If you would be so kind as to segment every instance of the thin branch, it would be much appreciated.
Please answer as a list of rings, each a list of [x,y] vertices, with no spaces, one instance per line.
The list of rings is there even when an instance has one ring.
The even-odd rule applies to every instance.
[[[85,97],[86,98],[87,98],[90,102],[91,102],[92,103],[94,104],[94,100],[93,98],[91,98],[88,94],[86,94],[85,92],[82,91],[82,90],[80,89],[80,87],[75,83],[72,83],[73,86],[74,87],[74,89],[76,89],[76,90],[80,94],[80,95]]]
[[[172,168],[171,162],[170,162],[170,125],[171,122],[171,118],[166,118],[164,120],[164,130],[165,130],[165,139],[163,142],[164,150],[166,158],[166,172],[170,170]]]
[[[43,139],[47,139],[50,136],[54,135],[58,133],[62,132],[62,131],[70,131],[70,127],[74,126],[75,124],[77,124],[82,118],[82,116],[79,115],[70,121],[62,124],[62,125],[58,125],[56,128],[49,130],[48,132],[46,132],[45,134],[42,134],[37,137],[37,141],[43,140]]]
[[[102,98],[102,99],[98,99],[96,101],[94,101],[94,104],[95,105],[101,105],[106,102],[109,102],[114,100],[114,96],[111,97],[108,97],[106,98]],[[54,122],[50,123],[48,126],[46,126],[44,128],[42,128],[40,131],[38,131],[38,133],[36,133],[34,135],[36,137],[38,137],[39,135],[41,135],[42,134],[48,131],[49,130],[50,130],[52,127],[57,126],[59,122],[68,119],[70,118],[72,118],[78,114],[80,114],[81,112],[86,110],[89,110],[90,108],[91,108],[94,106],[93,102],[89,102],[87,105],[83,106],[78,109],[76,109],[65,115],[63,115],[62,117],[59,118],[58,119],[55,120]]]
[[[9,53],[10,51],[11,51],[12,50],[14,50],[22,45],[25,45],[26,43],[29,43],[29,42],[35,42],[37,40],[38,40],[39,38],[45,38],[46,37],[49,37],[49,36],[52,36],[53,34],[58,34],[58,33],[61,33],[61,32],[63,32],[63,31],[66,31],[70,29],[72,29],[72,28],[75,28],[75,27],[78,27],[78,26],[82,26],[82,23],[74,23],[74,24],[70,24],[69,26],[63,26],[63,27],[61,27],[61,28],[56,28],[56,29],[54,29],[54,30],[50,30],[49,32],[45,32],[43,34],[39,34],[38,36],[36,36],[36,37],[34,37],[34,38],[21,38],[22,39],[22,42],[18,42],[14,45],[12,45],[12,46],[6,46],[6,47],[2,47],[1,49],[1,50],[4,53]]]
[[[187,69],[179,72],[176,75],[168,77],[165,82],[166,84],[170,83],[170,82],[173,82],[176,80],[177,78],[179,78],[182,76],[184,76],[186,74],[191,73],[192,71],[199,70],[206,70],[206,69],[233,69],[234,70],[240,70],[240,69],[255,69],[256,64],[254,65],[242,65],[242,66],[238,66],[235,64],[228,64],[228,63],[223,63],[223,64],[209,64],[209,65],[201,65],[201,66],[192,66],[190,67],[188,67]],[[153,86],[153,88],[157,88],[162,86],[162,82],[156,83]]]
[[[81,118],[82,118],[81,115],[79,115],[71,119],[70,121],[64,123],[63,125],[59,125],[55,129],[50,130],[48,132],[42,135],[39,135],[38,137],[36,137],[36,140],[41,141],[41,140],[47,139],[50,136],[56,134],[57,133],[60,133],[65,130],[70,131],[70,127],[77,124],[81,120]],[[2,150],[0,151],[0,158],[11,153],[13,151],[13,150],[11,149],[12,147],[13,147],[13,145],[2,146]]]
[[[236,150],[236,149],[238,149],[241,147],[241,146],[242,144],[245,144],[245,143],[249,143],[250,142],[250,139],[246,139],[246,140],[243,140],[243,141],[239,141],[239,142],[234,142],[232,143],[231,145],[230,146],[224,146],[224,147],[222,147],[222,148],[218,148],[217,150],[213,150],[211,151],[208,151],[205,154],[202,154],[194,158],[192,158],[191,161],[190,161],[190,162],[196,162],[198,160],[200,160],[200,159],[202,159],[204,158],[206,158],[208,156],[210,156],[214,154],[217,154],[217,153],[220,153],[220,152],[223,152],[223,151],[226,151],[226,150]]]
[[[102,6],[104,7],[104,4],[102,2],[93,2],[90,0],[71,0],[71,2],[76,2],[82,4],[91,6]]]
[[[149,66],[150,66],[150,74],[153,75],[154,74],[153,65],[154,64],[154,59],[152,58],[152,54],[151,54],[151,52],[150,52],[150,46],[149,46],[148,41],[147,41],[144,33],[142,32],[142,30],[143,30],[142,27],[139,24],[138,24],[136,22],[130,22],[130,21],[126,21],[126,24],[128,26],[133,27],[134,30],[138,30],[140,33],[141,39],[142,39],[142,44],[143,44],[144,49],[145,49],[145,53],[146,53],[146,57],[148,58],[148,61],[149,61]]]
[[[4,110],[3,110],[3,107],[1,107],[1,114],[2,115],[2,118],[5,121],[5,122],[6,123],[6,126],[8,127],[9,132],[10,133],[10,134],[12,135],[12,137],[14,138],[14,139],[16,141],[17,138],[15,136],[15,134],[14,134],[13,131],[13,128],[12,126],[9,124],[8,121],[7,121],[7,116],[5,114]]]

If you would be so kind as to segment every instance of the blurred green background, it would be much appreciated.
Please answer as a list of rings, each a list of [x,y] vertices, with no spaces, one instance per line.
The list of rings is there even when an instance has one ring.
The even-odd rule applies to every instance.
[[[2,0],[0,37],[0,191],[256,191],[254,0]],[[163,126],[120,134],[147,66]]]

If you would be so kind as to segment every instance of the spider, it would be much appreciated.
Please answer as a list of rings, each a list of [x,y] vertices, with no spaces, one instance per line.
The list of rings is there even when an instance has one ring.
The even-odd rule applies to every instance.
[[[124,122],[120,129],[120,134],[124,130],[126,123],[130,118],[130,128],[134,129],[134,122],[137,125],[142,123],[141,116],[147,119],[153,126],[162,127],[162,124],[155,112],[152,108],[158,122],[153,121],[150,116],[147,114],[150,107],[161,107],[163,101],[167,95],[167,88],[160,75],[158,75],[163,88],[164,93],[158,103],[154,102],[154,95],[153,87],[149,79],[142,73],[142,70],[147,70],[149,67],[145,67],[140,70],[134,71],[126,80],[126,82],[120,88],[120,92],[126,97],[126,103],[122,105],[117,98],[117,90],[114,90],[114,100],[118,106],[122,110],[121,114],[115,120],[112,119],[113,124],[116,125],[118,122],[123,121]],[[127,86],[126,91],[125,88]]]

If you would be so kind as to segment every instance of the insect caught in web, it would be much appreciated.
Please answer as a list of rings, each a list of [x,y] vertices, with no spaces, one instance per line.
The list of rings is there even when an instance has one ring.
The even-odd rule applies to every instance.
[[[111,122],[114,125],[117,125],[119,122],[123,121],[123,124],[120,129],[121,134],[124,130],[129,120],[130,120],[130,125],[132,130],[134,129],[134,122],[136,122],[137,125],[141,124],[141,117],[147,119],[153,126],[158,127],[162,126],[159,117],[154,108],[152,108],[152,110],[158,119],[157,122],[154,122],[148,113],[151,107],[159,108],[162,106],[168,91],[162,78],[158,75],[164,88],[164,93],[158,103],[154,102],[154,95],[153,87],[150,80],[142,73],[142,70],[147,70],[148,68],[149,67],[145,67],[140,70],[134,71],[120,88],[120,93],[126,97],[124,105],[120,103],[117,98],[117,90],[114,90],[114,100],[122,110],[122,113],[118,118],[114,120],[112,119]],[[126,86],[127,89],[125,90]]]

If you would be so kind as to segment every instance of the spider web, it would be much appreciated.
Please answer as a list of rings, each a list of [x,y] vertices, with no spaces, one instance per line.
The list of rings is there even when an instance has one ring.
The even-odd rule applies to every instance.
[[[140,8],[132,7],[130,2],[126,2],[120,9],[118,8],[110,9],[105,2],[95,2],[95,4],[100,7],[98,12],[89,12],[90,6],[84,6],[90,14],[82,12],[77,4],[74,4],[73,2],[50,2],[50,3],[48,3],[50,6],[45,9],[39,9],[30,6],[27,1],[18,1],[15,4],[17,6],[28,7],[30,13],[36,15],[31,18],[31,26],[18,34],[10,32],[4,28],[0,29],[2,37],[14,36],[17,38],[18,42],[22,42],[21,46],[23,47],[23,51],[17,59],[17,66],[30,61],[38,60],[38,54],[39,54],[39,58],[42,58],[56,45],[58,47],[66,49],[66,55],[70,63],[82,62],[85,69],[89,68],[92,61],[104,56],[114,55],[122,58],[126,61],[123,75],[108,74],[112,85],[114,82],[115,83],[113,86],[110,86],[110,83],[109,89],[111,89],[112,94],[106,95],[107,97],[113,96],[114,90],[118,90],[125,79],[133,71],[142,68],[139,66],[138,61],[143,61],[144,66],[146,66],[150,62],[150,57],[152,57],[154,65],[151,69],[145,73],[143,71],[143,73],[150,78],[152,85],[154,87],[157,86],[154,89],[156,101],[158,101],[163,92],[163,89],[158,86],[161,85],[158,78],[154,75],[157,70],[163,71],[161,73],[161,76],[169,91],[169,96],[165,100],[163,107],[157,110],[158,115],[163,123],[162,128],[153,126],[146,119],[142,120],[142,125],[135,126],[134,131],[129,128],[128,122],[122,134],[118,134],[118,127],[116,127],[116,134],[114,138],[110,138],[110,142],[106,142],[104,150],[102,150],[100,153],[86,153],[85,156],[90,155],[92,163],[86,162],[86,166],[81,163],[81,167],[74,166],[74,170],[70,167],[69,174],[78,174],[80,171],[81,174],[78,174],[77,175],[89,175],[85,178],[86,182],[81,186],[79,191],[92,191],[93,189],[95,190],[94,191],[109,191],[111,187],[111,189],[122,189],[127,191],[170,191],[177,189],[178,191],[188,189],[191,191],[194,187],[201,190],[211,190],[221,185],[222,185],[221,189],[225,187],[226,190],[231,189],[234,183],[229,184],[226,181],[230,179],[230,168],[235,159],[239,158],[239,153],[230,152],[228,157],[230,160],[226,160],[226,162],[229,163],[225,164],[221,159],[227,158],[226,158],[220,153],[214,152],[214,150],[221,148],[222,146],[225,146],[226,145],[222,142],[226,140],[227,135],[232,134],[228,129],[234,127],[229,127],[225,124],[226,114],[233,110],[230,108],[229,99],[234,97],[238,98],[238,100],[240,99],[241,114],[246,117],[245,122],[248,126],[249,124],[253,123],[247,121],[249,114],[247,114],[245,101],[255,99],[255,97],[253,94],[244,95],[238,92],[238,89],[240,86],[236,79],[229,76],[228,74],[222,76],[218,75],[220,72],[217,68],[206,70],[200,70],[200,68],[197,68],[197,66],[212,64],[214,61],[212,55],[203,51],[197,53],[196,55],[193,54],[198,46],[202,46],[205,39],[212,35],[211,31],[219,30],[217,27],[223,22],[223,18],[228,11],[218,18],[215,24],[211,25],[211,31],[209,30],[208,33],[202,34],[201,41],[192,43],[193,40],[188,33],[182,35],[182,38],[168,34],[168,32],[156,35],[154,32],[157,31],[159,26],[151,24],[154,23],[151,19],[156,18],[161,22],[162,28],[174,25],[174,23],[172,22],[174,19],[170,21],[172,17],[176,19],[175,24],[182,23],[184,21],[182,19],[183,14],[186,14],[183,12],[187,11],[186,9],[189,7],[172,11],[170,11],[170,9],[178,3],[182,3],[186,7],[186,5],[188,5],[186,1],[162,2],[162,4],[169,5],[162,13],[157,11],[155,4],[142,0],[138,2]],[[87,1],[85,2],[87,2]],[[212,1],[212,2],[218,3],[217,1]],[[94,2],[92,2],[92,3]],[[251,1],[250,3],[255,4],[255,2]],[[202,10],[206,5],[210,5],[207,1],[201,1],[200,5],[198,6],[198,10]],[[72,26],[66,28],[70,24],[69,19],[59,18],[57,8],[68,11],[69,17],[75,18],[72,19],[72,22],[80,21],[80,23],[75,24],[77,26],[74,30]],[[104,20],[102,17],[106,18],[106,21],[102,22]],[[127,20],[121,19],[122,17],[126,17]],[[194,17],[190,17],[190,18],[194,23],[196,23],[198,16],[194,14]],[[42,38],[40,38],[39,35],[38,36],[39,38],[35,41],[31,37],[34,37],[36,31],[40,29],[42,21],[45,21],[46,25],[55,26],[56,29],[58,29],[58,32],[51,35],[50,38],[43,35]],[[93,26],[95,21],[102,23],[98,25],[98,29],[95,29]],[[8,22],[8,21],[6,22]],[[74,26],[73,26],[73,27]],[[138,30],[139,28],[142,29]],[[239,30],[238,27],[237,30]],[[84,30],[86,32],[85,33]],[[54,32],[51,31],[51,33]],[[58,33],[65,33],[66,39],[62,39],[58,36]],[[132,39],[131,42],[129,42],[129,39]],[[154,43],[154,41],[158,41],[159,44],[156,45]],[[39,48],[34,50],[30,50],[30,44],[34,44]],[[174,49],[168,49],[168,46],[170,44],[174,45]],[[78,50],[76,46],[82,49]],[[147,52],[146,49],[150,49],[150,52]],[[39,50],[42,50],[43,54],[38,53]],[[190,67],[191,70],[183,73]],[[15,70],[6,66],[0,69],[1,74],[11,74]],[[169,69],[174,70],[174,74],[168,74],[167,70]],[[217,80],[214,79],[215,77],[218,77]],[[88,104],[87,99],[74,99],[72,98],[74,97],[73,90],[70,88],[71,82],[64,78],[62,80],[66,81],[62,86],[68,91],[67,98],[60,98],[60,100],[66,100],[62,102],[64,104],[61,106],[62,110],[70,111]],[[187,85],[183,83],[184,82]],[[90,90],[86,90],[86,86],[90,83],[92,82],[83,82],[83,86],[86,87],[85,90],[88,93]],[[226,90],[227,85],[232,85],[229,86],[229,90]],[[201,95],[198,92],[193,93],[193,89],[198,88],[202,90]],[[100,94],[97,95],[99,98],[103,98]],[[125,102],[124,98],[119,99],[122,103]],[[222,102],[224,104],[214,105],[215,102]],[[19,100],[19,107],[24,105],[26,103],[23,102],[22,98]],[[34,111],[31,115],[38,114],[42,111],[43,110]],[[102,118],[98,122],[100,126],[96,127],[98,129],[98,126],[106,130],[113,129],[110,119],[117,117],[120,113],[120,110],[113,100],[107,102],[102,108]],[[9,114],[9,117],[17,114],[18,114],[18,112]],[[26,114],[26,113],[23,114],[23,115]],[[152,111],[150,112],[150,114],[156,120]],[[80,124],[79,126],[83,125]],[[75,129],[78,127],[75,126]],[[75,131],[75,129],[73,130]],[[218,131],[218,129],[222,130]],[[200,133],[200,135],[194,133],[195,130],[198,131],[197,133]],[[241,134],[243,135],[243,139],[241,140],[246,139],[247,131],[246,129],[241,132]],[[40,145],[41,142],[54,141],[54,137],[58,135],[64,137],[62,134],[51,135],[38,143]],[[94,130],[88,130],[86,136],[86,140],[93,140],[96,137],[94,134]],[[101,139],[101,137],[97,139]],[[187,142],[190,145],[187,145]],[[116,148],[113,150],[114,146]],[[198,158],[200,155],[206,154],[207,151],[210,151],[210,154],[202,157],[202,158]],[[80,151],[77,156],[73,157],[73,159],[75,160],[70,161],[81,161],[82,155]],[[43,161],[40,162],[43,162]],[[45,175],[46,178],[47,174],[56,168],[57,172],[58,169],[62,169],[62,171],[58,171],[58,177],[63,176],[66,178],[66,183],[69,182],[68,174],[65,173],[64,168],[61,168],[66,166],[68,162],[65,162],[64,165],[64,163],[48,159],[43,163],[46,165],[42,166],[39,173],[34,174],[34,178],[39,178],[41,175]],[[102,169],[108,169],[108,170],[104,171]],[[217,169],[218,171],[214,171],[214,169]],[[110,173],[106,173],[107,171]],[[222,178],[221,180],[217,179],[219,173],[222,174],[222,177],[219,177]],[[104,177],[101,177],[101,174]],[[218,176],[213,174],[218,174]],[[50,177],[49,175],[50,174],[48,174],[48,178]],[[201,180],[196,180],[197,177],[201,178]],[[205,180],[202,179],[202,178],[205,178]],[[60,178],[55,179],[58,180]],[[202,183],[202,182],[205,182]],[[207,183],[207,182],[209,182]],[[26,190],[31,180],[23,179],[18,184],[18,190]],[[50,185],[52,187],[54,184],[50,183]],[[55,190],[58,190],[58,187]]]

- **Exercise description**: Determine how many lines in the rows above contain the string "spider", treating uppercase and lowercase letters as distinct. Reply with the number alone.

- **Task solution**: 2